WHAT IS REQUIRED — Name every region the house price report below gives an average house price for, with that price.

SUPPLIED TEXT —
· · · · · · ·

Average house prices have risen by 0.5 per cent in November, following a rise in October, the latest Halifax house price index has shown.
According to the Halifax HPI, the average house price stands at £283,615, which is around £1,300 more than last month.
On an annual basis, house prices fell by 1%, which is a slowing compared to a 3.1% annual fall in October.
Looking at a regional level, Northern Ireland performed the strongest with house prices rising by 2.3% year-on-year to an average of £189,684.
Scotland’s annual growth was flat, with the average property costing £203,116.
Wales reported an annual fall of 1.5%, with the average house price standing at £215,787.
Prices in the South East fell the most, with an annual fall of 5.7% year-on-year to £373,943.
London has the highest average house price at £524,592, though prices have decreased by 3.8% on an annual basis.
Halifax: ‘Prices have held up better than expected’
Kim Kinnaird, director of Halifax Mortgages, said: “Over the last year, despite the wider economic headwinds, property prices have held up better than expected, falling by a relatively modest one per cent on an annual basis, and still some £40,000 above pre-pandemic levels.
“The resilience seen in house prices during 2023 continues to be underpinned by a shortage of properties available, rather than any significant strengthening of buyer demand. That said, recent figures for mortgage approvals suggest a slight uptick in activity levels, which is likely as a result of an improving picture on affordability for homebuyers.”
She continued that with mortgage rates starting to ease this could be leading to “increased buyer confidence” with people “more inclined to push ahead with their home purchases”.
“However, the economic conditions remain uncertain, making it hard to assess the extent to which market activity will be maintained. Other pressures – like inflation, the broader cost of living, overall employment rates and affordability – mean we expect to see downward pressure on house prices into next year,” Kinnaird added.
Less volatility but demand still muted
Alan Davison, personal finance distribution director at Together, said that the latest figures show a continuing trend of slight house price rises in October, which suggest a “good chance that the property market may well hold tight in the coming months”.
He continued: “However, buyer demand remains weak because of increased borrowing costs and pressure on affordability, despite wage growth for many, and we’d expect this to remain the case as we head into 2024.
“Prospective home buyers and residential buy-to-let investors seem to be continuing a cautious approach, with many putting on hold their plans, instead waiting to see what happens with mortgage rates in the longer term.”
Davison said that many will be looking at the position that the Bank of England makes on the base rate next week, as this will impact their property plans in the next year.
Mark Harris, chief executive of mortgage broker SPF Private Clients, added that while lenders were looking out for potential headwinds that could impact mortgage pricing, there was more confidence in the market.
He added: “There is much less volatility in the cost of funds with swaps, which underpin the pricing of fixed-rate mortgages, continuing to edge downwards amid speculation that base rate has peaked and the next move will be a reduction.”
Harris said that five-year swaps were dipping below four per cent, which was a little higher than this time last year, but the “direction of travel for fixed-rate mortgages continues to be downwards”.
“Although borrowers need to get used to living in a higher-rate environment, with the days of sub-one per cent mortgages long gone, two and five-year fixes are now available from less than 4.5%, which is starting to feel more palatable,” he noted.

· · · · · · ·

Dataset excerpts
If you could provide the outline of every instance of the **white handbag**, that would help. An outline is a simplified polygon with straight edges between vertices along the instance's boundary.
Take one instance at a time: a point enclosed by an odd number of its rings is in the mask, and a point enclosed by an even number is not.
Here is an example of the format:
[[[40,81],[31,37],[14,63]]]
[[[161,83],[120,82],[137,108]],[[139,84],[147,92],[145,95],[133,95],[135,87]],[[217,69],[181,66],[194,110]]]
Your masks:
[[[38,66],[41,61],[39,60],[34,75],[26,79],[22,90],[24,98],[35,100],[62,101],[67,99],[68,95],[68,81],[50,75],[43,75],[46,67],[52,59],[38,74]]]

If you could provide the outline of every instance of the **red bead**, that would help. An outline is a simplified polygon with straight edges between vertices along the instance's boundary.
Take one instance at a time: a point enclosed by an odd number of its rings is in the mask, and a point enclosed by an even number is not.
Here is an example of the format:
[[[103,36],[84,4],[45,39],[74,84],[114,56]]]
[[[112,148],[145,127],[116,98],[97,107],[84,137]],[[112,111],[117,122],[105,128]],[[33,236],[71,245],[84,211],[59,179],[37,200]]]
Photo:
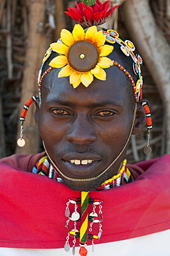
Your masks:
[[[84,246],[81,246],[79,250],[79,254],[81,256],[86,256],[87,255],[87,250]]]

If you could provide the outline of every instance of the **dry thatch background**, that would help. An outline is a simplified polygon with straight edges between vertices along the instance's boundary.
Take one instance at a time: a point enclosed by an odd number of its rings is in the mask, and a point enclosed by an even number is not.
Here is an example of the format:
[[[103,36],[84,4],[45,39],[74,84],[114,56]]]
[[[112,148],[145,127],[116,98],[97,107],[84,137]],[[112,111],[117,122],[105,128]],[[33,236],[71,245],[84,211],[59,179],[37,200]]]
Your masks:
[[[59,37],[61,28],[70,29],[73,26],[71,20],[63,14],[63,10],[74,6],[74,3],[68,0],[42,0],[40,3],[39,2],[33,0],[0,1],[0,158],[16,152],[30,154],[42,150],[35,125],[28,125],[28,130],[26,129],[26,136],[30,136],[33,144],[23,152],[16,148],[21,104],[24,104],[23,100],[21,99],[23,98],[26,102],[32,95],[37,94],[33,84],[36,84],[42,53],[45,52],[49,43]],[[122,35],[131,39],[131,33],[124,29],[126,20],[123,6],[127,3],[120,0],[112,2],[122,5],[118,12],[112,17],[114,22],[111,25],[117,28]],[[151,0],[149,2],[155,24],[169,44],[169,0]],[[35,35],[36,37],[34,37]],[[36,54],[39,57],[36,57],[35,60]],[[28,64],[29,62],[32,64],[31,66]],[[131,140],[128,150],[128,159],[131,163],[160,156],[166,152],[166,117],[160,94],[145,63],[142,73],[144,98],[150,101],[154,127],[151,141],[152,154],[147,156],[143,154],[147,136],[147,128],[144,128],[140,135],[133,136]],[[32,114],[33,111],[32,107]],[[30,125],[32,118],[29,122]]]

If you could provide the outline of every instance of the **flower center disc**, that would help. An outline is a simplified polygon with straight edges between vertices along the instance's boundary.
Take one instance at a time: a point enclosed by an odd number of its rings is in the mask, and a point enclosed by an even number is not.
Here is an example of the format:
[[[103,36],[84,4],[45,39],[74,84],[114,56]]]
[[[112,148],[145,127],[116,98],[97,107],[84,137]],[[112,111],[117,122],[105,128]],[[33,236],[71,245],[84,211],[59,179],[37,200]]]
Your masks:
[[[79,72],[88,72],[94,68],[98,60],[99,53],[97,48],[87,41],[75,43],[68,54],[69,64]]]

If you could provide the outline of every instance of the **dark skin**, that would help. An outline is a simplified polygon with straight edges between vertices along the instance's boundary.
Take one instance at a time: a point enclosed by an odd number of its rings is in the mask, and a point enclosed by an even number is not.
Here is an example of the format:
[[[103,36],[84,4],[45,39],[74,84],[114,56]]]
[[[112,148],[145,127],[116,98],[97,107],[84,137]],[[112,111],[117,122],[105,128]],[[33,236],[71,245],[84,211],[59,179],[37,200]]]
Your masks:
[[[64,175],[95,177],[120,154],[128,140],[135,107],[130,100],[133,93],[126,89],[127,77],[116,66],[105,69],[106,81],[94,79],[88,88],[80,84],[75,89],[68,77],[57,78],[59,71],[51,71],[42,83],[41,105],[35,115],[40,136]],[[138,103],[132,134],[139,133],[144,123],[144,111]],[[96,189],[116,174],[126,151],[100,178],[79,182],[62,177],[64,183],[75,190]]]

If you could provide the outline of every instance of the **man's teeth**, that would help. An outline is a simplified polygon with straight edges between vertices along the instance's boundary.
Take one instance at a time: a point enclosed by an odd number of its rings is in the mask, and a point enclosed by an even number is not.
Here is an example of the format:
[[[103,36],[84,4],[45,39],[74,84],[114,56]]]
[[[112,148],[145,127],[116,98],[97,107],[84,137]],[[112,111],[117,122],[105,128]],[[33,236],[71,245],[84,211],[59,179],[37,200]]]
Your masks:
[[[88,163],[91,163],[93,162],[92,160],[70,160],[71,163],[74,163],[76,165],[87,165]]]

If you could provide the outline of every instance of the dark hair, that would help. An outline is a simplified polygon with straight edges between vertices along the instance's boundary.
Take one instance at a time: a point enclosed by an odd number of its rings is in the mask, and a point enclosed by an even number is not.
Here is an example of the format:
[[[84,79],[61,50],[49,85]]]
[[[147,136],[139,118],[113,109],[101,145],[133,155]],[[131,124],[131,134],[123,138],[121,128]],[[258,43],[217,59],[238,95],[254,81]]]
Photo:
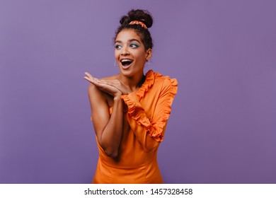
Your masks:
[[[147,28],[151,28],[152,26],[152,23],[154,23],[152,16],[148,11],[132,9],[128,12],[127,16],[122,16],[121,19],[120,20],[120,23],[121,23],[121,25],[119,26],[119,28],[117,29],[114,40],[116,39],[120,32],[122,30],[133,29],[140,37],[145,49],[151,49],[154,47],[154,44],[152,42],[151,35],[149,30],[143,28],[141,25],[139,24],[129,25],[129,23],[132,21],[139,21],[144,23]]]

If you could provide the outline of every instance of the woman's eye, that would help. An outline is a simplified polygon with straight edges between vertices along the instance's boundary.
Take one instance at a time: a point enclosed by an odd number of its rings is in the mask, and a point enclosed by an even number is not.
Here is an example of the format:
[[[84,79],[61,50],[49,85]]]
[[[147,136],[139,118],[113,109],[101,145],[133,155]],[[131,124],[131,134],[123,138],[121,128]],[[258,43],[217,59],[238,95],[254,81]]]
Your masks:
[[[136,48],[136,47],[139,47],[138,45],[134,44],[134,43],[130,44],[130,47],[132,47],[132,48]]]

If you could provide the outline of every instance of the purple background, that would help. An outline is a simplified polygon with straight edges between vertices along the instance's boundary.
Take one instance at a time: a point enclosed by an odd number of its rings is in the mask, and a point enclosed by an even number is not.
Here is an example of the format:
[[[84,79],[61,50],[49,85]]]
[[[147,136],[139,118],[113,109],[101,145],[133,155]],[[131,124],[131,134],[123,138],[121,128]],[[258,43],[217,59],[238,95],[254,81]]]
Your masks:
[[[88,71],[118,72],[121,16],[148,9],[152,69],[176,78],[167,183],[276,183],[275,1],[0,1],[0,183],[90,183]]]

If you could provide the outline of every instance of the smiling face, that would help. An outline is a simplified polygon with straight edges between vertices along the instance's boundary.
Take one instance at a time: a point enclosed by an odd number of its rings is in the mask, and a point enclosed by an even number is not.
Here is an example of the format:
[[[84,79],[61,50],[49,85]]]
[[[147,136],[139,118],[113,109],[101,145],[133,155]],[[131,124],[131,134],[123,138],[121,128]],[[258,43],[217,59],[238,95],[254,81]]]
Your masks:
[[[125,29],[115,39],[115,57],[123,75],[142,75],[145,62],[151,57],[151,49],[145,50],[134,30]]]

· · · · · · ·

WRITTEN RESPONSE —
Northern Ireland: £189,684
Scotland: £203,116
Wales: £215,787
South East: £373,943
London: £524,592